- [Aim] Transcribe only the part of the listing below that begins at the line containing "leaf in the photo below, place" and runs to its final line, keeping both ends.

— START Given records —

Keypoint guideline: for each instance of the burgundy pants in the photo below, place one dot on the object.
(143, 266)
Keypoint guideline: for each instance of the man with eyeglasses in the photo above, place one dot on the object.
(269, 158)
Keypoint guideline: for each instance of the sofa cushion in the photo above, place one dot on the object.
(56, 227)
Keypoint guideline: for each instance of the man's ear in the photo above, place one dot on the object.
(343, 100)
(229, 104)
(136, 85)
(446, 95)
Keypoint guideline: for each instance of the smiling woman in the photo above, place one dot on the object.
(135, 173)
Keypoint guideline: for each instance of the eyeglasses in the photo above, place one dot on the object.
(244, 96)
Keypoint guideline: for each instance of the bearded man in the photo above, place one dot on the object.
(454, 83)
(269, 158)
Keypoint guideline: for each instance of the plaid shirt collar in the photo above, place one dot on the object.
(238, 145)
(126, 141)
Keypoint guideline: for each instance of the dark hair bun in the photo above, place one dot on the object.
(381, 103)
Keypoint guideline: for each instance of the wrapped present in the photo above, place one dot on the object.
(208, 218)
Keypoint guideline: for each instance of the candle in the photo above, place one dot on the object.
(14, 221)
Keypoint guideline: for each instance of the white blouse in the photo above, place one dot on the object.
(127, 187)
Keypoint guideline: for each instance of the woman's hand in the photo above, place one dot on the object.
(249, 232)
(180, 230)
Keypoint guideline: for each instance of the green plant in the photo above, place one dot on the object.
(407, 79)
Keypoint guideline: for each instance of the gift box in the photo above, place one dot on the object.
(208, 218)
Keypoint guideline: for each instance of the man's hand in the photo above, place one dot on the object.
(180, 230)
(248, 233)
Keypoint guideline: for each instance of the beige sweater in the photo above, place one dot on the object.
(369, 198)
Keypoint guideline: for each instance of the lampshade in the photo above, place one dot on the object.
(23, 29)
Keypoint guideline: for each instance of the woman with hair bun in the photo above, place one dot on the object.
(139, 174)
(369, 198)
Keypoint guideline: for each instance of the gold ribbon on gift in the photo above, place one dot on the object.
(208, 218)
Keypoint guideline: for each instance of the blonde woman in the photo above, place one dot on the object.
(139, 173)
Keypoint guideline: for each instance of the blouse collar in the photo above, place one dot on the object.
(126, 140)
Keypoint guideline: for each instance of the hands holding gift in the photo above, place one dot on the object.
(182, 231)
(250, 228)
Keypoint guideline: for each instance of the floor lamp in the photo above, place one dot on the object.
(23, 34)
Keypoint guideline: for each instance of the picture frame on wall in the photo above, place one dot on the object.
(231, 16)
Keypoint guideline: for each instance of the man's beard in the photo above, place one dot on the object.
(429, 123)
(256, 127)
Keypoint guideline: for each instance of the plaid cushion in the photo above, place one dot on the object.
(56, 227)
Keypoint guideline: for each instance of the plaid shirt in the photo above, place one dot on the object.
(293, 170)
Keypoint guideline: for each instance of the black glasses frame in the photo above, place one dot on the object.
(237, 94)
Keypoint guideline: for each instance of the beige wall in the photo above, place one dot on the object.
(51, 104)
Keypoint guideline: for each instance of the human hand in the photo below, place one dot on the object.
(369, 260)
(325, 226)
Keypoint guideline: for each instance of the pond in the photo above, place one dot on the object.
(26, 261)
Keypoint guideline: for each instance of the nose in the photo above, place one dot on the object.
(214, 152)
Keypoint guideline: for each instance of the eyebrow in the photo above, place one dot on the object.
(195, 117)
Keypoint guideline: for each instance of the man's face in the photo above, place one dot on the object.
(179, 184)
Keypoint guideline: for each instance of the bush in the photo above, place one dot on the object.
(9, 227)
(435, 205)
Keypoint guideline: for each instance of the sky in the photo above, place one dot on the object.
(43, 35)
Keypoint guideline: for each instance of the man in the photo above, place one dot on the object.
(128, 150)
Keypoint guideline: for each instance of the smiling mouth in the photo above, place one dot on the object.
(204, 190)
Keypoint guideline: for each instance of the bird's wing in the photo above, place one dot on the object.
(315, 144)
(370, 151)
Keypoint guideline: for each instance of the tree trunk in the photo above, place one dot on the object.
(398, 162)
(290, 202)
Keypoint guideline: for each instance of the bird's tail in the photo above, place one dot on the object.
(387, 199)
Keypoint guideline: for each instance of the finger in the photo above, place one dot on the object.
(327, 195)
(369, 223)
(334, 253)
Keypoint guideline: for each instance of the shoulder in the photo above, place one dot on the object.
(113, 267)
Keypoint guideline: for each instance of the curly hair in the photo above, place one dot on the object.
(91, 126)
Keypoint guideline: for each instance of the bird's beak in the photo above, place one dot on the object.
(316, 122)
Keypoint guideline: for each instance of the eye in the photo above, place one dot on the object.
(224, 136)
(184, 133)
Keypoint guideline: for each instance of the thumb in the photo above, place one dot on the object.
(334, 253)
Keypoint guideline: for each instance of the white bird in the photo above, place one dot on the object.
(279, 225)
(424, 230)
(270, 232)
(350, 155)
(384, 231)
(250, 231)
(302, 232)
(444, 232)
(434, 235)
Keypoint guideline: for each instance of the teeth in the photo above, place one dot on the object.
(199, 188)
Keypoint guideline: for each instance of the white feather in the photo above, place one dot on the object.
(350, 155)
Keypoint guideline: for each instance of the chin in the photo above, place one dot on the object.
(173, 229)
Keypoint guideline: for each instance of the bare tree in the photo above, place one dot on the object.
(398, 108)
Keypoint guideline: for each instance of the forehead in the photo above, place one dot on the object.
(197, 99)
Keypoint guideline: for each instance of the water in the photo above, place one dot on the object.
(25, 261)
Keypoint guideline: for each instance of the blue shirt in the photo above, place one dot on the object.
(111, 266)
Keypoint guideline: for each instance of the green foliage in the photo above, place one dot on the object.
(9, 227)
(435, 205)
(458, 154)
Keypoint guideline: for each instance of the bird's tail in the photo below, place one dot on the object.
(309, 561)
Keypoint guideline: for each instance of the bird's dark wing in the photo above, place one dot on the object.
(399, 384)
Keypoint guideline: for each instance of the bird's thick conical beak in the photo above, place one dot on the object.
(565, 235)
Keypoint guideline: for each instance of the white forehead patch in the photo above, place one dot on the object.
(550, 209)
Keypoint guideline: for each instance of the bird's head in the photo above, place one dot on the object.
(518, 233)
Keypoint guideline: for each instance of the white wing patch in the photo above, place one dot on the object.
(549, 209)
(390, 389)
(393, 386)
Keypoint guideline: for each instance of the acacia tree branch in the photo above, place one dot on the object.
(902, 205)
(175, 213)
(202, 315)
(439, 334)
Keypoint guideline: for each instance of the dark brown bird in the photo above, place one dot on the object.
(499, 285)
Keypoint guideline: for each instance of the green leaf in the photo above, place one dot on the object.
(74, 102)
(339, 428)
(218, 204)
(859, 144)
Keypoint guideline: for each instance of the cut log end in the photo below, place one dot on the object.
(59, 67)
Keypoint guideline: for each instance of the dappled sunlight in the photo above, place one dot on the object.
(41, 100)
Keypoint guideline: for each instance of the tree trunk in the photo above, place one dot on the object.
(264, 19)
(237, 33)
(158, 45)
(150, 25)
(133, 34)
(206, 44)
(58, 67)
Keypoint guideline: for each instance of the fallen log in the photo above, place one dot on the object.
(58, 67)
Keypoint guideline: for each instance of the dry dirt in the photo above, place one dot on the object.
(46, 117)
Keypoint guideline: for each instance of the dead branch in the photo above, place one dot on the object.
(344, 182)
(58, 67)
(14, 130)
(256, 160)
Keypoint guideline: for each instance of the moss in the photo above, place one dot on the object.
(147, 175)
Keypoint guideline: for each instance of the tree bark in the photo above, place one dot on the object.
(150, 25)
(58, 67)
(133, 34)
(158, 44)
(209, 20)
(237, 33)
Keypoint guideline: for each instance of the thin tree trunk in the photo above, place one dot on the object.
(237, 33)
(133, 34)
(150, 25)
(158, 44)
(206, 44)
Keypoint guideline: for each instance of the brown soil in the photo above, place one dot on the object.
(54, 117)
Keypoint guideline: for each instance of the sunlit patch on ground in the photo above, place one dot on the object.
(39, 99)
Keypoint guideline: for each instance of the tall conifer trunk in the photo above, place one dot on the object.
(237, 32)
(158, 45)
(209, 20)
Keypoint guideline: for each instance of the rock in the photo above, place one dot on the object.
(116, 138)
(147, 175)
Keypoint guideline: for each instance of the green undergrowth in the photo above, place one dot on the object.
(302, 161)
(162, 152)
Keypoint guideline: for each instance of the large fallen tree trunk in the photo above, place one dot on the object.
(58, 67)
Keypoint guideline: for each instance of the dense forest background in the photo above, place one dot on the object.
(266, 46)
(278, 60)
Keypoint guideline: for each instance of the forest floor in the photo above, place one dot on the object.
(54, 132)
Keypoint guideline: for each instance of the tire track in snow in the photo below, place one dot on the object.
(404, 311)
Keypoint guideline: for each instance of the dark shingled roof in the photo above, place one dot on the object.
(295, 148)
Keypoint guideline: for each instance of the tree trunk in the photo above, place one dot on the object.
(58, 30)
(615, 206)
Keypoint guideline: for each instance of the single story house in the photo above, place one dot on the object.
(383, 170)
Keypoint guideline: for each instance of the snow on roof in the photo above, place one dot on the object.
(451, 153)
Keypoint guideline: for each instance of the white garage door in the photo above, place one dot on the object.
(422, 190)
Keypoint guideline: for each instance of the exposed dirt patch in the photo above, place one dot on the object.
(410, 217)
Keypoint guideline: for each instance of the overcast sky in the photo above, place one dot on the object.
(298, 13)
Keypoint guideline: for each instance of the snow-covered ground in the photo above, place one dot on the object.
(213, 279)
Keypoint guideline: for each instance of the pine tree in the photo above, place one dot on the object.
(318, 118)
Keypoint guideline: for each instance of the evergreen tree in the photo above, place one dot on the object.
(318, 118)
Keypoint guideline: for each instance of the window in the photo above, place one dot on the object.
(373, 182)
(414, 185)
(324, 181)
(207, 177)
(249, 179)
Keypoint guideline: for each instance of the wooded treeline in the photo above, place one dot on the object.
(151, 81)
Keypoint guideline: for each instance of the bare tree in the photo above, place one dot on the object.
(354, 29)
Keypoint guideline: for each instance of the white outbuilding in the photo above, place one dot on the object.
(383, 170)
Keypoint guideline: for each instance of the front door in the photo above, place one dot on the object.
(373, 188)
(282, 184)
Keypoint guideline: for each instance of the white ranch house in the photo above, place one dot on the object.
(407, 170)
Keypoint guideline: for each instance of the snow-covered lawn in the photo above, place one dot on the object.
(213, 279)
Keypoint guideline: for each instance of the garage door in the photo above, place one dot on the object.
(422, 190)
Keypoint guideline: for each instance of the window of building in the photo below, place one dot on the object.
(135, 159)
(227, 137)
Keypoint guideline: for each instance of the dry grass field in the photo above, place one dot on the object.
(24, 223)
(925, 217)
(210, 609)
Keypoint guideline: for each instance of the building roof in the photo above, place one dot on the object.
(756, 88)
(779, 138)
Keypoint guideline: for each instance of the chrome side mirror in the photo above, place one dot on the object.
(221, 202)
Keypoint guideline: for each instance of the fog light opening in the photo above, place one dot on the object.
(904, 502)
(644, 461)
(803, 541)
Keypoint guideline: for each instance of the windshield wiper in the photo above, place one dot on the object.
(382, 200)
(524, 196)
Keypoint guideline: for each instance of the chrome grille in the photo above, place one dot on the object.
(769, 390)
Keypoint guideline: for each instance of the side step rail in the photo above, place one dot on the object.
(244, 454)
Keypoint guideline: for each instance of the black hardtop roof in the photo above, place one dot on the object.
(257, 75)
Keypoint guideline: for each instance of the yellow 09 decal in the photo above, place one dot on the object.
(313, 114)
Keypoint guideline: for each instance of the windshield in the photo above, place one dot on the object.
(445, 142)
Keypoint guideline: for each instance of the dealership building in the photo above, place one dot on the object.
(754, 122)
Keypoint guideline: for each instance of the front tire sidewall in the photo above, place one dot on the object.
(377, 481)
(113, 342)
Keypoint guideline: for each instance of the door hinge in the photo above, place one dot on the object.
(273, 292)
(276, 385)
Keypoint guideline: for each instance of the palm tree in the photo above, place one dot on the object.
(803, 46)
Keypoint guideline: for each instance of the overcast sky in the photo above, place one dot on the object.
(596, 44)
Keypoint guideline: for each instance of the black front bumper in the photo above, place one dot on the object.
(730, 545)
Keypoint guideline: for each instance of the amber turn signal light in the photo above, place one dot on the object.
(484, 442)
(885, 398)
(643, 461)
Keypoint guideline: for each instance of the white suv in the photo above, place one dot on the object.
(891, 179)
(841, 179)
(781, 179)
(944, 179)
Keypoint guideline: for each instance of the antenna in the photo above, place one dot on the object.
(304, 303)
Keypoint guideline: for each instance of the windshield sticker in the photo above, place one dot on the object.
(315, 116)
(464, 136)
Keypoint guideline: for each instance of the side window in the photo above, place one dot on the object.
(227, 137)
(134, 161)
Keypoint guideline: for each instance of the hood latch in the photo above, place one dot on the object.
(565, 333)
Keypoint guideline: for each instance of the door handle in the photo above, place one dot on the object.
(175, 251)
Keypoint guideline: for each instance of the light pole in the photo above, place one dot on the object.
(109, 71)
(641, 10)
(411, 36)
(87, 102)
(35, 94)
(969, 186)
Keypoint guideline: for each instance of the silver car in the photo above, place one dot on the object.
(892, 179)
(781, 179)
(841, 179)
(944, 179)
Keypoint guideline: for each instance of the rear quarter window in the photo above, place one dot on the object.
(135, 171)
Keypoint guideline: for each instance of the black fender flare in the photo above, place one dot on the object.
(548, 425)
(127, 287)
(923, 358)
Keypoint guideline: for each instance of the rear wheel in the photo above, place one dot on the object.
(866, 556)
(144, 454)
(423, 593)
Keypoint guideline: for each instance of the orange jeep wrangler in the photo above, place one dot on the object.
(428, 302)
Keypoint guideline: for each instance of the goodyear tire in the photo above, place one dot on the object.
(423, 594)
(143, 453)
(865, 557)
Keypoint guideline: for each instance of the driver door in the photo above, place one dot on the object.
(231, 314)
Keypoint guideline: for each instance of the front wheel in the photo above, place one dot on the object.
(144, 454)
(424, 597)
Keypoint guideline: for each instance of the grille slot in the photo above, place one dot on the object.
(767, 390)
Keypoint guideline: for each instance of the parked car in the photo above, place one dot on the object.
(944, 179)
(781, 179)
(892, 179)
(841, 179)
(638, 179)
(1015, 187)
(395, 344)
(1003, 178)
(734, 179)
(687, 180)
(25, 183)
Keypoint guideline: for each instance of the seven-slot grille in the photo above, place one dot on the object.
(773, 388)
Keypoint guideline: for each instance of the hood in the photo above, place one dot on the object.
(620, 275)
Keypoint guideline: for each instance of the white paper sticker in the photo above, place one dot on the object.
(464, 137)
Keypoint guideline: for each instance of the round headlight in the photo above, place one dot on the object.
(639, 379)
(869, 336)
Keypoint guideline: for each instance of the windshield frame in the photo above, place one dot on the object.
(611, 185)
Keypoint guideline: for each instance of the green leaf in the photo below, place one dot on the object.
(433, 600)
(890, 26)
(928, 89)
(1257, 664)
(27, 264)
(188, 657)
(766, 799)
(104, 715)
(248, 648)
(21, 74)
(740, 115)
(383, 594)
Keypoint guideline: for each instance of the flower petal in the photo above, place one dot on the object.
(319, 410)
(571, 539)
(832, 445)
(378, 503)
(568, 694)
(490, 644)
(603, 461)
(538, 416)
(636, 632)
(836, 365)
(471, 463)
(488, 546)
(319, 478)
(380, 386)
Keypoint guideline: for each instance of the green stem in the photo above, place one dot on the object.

— END Given records —

- [Expected answer]
Keypoint guideline: for each instance of the green leaf in the photo below, place one dot on the object.
(433, 600)
(890, 26)
(928, 89)
(1257, 664)
(27, 264)
(188, 657)
(766, 799)
(104, 715)
(248, 648)
(21, 74)
(740, 115)
(383, 594)
Keypoint guideline: for each instance of the flower petal in the photo above, place one dot on the object.
(319, 410)
(571, 539)
(832, 445)
(378, 503)
(568, 694)
(490, 644)
(603, 461)
(538, 416)
(636, 632)
(836, 365)
(471, 463)
(488, 546)
(319, 478)
(380, 386)
Keypoint guideline: for each instance of the green stem in the photo above, place one dot on the object.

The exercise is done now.